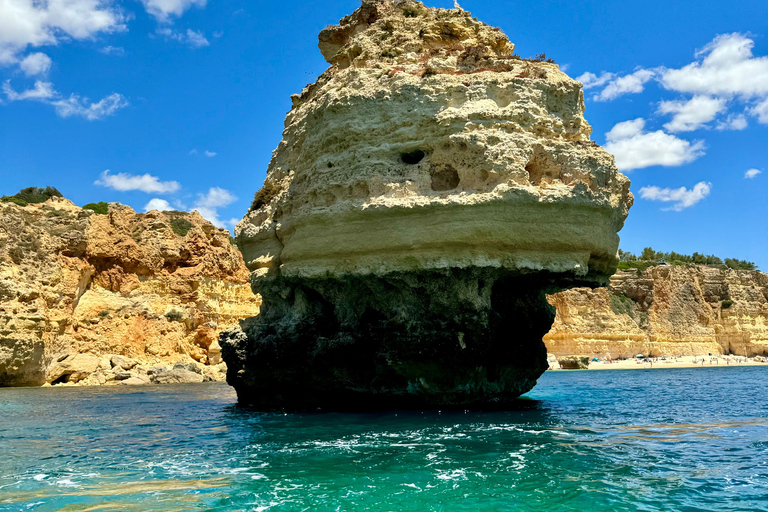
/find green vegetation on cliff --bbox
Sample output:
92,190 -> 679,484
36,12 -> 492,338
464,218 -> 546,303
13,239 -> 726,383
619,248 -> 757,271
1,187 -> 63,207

□ □ □

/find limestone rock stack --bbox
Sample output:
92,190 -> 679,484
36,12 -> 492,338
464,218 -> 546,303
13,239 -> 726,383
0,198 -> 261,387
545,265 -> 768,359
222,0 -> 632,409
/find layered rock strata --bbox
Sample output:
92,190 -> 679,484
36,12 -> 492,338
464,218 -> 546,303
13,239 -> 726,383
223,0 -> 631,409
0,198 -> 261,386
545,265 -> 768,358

□ □ □

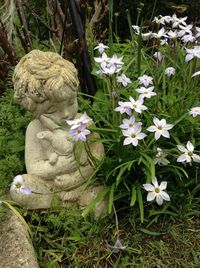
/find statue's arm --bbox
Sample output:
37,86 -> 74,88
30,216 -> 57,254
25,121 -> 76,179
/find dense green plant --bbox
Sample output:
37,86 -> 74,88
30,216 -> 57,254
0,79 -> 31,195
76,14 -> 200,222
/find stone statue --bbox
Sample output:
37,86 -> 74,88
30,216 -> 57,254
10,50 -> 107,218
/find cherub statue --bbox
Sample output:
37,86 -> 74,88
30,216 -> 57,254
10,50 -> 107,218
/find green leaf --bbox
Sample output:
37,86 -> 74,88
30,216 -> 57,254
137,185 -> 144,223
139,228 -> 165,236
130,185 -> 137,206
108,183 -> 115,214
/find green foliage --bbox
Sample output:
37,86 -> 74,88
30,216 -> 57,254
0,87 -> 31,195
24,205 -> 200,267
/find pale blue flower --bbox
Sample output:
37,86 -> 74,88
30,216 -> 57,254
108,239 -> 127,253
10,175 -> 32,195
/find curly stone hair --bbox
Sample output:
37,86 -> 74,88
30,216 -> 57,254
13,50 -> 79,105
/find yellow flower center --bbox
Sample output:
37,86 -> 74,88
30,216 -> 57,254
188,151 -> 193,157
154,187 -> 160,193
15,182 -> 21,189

□ □ □

Would you count the lines in the data that contain "bbox" and answer with only the number?

12